_Provided data:_
========

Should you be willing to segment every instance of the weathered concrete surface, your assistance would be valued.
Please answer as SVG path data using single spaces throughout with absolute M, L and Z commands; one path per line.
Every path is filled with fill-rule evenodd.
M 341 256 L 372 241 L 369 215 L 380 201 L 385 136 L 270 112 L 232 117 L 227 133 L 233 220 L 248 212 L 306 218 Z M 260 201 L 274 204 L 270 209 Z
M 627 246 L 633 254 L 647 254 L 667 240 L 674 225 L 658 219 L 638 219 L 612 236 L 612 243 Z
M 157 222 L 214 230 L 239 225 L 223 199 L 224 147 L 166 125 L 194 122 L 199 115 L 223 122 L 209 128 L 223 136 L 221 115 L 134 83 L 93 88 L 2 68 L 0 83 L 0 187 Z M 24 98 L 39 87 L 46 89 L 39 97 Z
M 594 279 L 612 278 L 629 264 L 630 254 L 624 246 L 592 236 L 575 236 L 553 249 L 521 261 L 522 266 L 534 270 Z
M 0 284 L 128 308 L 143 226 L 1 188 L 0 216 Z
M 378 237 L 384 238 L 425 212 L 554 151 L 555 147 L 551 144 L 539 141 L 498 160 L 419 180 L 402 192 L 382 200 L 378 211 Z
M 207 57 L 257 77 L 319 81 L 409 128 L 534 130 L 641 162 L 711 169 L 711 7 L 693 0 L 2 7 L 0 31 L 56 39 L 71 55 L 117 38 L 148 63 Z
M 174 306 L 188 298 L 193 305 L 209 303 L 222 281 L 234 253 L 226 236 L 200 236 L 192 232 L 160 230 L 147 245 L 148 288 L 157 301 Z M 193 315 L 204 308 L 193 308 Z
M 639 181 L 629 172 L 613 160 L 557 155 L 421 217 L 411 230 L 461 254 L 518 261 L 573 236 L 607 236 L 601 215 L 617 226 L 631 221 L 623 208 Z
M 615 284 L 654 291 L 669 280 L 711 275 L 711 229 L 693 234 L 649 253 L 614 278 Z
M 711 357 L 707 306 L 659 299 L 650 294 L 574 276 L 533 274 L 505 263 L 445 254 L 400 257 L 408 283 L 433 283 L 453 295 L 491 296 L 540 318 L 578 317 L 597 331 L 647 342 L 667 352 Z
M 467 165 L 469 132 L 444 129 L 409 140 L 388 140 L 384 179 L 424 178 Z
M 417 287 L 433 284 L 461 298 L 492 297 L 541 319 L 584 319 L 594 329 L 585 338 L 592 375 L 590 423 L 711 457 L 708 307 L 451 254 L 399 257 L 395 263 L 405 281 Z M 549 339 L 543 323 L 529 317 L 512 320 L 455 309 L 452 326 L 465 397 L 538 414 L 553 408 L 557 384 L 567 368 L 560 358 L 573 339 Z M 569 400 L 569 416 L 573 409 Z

========

_What to work on:_ Reproduce every entry above verbatim, line by line, with nothing altered.

_Solution to this exercise:_
Should you be willing to segment every instance of the weathered concrete surface, your assistance would be valued.
Please answer as SVG path data using single spaces throughout with absolute M, L and Z commands; one path per line.
Every path is filled with fill-rule evenodd.
M 341 256 L 372 241 L 369 215 L 380 201 L 385 136 L 270 112 L 232 117 L 227 133 L 233 220 L 248 212 L 306 218 Z M 260 201 L 274 204 L 270 209 Z
M 627 246 L 633 254 L 647 254 L 667 240 L 674 225 L 658 219 L 638 219 L 612 236 L 612 243 Z
M 157 222 L 214 230 L 239 225 L 223 199 L 224 147 L 166 125 L 194 122 L 199 115 L 223 122 L 209 128 L 223 136 L 221 115 L 134 83 L 93 88 L 2 68 L 0 83 L 0 187 Z M 24 98 L 39 87 L 46 89 L 39 97 Z
M 594 279 L 612 278 L 629 264 L 630 254 L 624 246 L 592 236 L 575 236 L 553 249 L 521 261 L 522 266 L 534 270 Z
M 0 284 L 128 308 L 143 226 L 1 188 L 0 216 Z
M 378 237 L 384 238 L 425 212 L 554 151 L 555 147 L 551 144 L 539 141 L 498 160 L 419 180 L 402 192 L 382 200 L 378 211 Z
M 207 57 L 257 77 L 319 81 L 409 128 L 534 130 L 641 162 L 711 169 L 711 7 L 693 0 L 2 7 L 0 31 L 56 39 L 71 55 L 117 38 L 148 63 Z
M 174 306 L 188 298 L 193 305 L 209 303 L 222 281 L 234 253 L 226 236 L 200 236 L 192 232 L 160 230 L 147 245 L 148 288 L 157 301 Z M 193 315 L 204 308 L 193 308 Z
M 639 181 L 629 172 L 613 160 L 557 155 L 421 217 L 411 230 L 461 254 L 518 261 L 573 236 L 607 236 L 601 215 L 617 226 L 631 221 L 623 208 Z
M 615 284 L 654 291 L 669 280 L 711 275 L 711 229 L 693 234 L 649 253 L 614 278 Z
M 711 357 L 707 306 L 659 299 L 650 294 L 574 276 L 533 274 L 505 263 L 445 254 L 400 257 L 408 283 L 433 283 L 453 295 L 491 296 L 540 318 L 578 317 L 597 331 L 647 342 L 667 352 Z
M 467 165 L 469 132 L 444 129 L 409 140 L 388 140 L 384 179 L 424 178 Z
M 417 287 L 433 284 L 461 298 L 492 297 L 541 319 L 584 319 L 594 329 L 585 338 L 592 375 L 590 423 L 711 457 L 708 307 L 451 254 L 399 257 L 395 263 L 405 281 Z M 549 339 L 543 323 L 529 317 L 512 320 L 455 309 L 452 326 L 465 397 L 538 414 L 553 408 L 557 384 L 567 368 L 560 358 L 573 339 Z M 569 400 L 569 416 L 573 409 Z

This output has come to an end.